Job:
Swap "input photograph" for "input image" throughout the lines below, and reproduce everything else without change.

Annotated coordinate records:
%%

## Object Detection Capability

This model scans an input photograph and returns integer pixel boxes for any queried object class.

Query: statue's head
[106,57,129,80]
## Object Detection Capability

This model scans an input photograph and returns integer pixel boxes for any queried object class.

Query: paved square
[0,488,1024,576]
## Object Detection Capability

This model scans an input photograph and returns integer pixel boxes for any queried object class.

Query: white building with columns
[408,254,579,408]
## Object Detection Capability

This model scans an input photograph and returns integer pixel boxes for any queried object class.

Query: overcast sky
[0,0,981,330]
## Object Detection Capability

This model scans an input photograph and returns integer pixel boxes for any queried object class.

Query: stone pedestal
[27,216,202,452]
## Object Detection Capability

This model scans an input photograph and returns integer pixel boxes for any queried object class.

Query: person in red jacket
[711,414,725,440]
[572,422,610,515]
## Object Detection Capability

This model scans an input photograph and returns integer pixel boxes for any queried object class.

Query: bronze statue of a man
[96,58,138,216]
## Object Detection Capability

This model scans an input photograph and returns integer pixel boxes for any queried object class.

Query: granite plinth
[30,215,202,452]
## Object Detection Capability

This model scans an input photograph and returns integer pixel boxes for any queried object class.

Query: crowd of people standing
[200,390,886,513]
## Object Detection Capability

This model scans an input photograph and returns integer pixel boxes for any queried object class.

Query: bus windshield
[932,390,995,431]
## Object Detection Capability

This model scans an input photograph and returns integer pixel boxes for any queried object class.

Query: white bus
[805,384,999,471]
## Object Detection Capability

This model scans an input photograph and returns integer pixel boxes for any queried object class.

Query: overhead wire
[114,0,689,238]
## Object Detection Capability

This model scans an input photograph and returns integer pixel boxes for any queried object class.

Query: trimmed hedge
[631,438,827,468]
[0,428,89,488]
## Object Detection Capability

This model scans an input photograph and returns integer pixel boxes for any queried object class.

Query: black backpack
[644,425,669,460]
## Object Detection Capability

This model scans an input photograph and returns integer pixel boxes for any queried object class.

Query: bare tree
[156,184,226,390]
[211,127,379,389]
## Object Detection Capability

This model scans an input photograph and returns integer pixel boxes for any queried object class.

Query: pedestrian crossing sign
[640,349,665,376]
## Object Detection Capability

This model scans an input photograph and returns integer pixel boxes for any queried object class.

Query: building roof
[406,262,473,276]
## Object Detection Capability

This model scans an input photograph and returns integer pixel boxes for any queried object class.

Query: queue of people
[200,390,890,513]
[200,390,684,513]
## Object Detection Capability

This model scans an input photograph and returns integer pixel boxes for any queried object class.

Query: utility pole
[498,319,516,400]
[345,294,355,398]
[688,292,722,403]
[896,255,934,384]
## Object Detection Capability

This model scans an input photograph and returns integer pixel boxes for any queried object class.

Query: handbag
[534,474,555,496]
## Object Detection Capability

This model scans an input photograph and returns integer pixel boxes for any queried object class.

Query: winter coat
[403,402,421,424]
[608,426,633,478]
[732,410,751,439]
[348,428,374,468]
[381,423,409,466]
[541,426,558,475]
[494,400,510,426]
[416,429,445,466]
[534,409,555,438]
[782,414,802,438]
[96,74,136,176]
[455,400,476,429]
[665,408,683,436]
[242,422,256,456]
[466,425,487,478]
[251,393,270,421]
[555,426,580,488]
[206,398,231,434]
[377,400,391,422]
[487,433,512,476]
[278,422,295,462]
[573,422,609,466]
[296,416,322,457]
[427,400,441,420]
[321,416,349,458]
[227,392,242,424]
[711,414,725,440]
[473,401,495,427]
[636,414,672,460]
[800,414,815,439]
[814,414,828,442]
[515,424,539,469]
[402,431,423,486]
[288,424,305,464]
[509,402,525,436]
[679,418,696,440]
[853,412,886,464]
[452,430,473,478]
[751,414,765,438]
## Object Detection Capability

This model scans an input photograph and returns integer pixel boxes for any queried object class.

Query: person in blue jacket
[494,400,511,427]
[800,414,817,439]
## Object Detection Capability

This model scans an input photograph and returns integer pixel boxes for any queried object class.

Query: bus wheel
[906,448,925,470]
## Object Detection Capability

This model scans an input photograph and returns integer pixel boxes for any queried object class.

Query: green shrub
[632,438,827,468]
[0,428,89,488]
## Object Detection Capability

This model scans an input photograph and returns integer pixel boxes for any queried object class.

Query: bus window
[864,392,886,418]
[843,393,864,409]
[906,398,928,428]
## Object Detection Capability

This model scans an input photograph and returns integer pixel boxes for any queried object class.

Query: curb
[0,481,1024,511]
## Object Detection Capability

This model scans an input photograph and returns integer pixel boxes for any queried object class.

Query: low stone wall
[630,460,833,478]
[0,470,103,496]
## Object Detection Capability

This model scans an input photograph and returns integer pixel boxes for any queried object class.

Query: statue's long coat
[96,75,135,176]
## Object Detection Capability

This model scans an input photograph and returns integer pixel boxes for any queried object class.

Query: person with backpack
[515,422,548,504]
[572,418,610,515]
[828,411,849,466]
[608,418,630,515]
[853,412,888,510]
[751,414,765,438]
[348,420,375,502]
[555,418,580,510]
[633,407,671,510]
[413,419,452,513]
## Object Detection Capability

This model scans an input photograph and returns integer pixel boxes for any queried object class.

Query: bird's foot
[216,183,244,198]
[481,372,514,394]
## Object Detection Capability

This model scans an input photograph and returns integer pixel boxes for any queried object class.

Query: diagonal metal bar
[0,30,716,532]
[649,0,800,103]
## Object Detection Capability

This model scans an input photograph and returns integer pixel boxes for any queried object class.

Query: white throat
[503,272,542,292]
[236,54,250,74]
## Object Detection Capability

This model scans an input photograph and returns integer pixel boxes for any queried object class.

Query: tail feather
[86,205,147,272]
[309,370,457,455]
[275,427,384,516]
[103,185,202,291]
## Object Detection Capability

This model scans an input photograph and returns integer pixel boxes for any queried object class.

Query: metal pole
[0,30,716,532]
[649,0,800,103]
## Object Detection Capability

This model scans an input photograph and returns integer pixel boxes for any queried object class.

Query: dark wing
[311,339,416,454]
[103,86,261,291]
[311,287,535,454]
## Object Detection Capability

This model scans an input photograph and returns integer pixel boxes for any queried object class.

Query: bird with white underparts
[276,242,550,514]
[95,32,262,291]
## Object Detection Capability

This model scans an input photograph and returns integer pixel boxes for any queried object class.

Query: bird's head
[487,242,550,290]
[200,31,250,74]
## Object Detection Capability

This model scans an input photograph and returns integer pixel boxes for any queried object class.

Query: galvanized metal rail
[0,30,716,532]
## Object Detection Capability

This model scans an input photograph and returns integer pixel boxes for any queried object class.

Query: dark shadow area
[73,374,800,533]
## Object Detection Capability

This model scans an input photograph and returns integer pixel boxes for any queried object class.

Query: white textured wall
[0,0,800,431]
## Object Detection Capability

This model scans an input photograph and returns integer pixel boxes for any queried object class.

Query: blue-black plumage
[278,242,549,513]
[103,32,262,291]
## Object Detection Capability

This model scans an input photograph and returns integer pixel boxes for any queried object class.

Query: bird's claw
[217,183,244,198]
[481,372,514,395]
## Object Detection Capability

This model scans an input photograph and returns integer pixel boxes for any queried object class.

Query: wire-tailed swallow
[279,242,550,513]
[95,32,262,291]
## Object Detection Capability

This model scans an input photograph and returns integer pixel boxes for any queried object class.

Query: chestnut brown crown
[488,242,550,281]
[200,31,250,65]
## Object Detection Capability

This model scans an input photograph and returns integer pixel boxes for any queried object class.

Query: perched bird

%%

Written answer:
## Object Detection Capability

This model scans an input image and returns integer pixel boxes for any queried object class.

Query: statue's head
[106,57,129,80]
## Object Detection Capability

This model scans an input image and returns integer pixel boxes for any queried object class.

Query: paved square
[0,488,1024,576]
## Object Detection Capability

This model scans an input image and returns integer pixel boxes for any queried object class.

Query: white building with columns
[408,254,579,408]
## Object Detection Capability

This model scans an input image and returns integer pixel boxes for any queried object class.

Query: overcast sky
[0,0,981,330]
## Object Detection Capability

This model scans an input image and returns integer pixel boxes for any queried object class.

Query: stone pedestal
[27,216,202,452]
## Object Detection Capability

This model scans an input image and returns integer pixel boxes for any queried object class.

Query: person in red jacket
[711,414,725,440]
[572,422,610,515]
## Object Detection Capability

This model scans an input image and returns integer pixel boxes for any queried object class.

Query: bronze statue of a man
[96,58,138,216]
## Object Detection Capability

This model scans an input image and returns integer pixel boxes for any queried object class.

Query: granite plinth
[30,215,202,452]
## Object Detection Capability

This model scans an input image and returns integer pixel boxes for any queried object class.

Query: crowd of people standing
[200,390,886,513]
## Object Detection Capability

This model scans an input image and returns integer pixel boxes for any queried object class.

Query: bus windshield
[932,390,995,431]
## Object Detection Capability

This model scans an input image and returns integer pixel boxes for any queried object class.

Query: white bus
[805,384,999,471]
## Object Detection Capability

This model scans an input image and returns integer pixel boxes for any queried object class.

Query: overhead wire
[114,0,689,238]
## Object Detection Capability

This model scans an input image and returns integer pixel boxes for any queried object class.

Query: trimmed hedge
[631,438,827,468]
[0,428,89,488]
## Object Detection Capability

This model scans an input image and returns integer pixel boxes for any queried object class.

Query: black backpack
[644,425,669,460]
## Object Detection Capability

This model scans an input image and returns integer pixel boxes for any queried object class.

Query: bare tree
[156,184,226,390]
[211,127,379,389]
## Object Detection Capability

This model scans an input image and returns integer pixel boxes for any queried object class.

Query: pedestrian crossing sign
[640,349,665,376]
## Object Detection Capability

This model scans an input image and returns integer pixel boxes for any queried object class.

Query: building roof
[406,262,473,276]
## Object Detection Capability

This model scans an input image and returns integer pixel boxes for any queried object class.

Query: queue of people
[200,390,890,513]
[200,390,684,513]
## Object Detection Capability

This model scans an input image and returns integer pixel boxes for any queried object class.

Query: utility pole
[498,319,516,400]
[345,294,355,398]
[688,292,722,403]
[896,255,934,384]
## Object Detection Capability

This model scans an input image and returns integer pixel boxes for any queried object class.

Query: handbag
[534,474,555,496]
## Object Detection Capability

This model scans an input image and returns integer pixel boxes for any queried object class.

Query: winter coat
[403,402,421,424]
[608,426,633,478]
[732,410,751,439]
[348,428,374,468]
[381,423,409,466]
[541,426,558,475]
[494,400,510,426]
[416,429,445,466]
[534,409,555,438]
[782,414,802,438]
[96,74,136,176]
[455,400,476,429]
[665,408,683,436]
[242,422,256,456]
[466,425,487,478]
[251,393,270,421]
[555,426,580,488]
[206,398,231,434]
[377,400,391,422]
[487,433,512,476]
[278,422,295,462]
[573,422,609,466]
[296,416,322,457]
[427,400,441,420]
[321,416,349,458]
[227,392,242,424]
[711,414,725,440]
[473,401,495,427]
[636,414,672,460]
[800,414,815,439]
[814,414,828,442]
[515,424,539,469]
[402,431,423,486]
[288,424,305,464]
[509,402,525,436]
[679,418,696,440]
[853,412,886,464]
[452,430,473,478]
[751,414,765,438]
## Object Detection Capability

This model scans an input image and returns integer pixel boxes for any queried object class.

Query: person in blue jacket
[494,400,511,427]
[800,414,817,439]
## Object Detection Capability

This model scans an input image and returns integer pixel boxes for any queried object class.

Query: bus wheel
[906,448,925,470]
## Object Detection Capability

This model scans an input image and returns integer pixel boxes for any queried object class.

Query: green shrub
[632,438,827,468]
[0,428,89,488]
## Object Detection Capability

This model scans an input image and returns integer pixel boxes for any queried object class.

Query: bus window
[864,392,886,418]
[843,393,864,409]
[906,398,928,428]
## Object Detection Capability

This model scans an input image and returns integer pixel boxes for any queried object class.

Query: curb
[0,481,1024,511]
## Object Detection Capability

This model scans an input image and returns integer pixel boxes for any queried object class.

Query: low stone wall
[630,460,833,478]
[0,470,103,496]
## Object Detection Capability

This model scans an input image and returns integer pixel boxes for any queried object class.

Query: statue's long coat
[96,75,135,176]
## Object Detection Capability

This model scans an input image and returns integer pixel boxes for any queried object class.

Query: person with backpack
[515,422,548,504]
[572,418,610,515]
[828,411,849,466]
[608,418,630,515]
[853,412,888,510]
[751,414,765,438]
[348,420,375,502]
[555,418,580,510]
[633,407,671,510]
[413,419,452,513]
## Object Detection Capability

This model scans an input image and returns integer pixel boxes for any queried object class.

Query: bird's foot
[216,183,244,198]
[481,372,514,394]
## Object Detection Capability

This model scans an input image and returns integer pixel boxes for any queried object class.

Query: diagonal metal bar
[0,30,716,532]
[649,0,800,103]
## Object Detection Capability

This model scans an input image and returns integer pixel boxes for any queried object class.

Query: white throat
[503,272,542,292]
[236,54,250,74]
## Object Detection Capability

This model scans an input image and returns integer pixel boxes for any queried object class.

Query: tail feather
[86,205,147,272]
[309,370,457,455]
[275,427,384,516]
[103,185,202,291]
## Object Detection Capability

This model scans an input image and returns integer pixel boxes for any queried object class.

Query: metal pole
[0,30,716,532]
[649,0,800,103]
## Object Detection Capability

This model scans an input image and returns integer pixel boxes for any queried object class.

Query: dark wing
[311,339,416,454]
[103,86,261,291]
[311,287,535,454]
## Object Detection Capability

This model scans an input image and returns integer pixel boxes for any queried object class.

Query: bird with white underparts
[276,242,550,514]
[95,32,262,291]
## Object Detection Capability

This model scans an input image and returns integer pixel boxes for any queried object class.

Query: bird's head
[487,242,550,290]
[200,31,250,74]
## Object Detection Capability

This model scans an input image and returns integer pixel boxes for any queried object class.

Query: galvanized metal rail
[0,30,716,532]
## Object Detection Capability

This model scans an input image and returns integer pixel boxes for any queried object class.

Query: dark shadow area
[73,374,800,533]
## Object Detection Capability

This model scans an input image and returns integer pixel boxes for any queried object class.

Query: white textured wall
[0,0,800,431]
## Object Detection Capability

This model scans an input image and returns integer pixel boxes for any queried object class.

Query: blue-black plumage
[278,242,549,513]
[103,32,262,291]
## Object Detection Capability

This model scans an input image and returns integer pixel boxes for any queried object class.

Query: bird's claw
[217,183,244,198]
[481,372,514,395]
## Object Detection Capability

This model scans an input image and returns integer pixel boxes for any queried object class.

Query: wire-tailed swallow
[279,242,550,513]
[95,32,262,291]
## Object Detection Capability

This model scans an input image and returns integer pixel boxes for any queried object class.

Query: chestnut brown crown
[488,242,550,281]
[200,31,250,65]
## Object Detection Capability

This model scans an input image and returns integer pixel boxes for any queried object class.

Query: perched bird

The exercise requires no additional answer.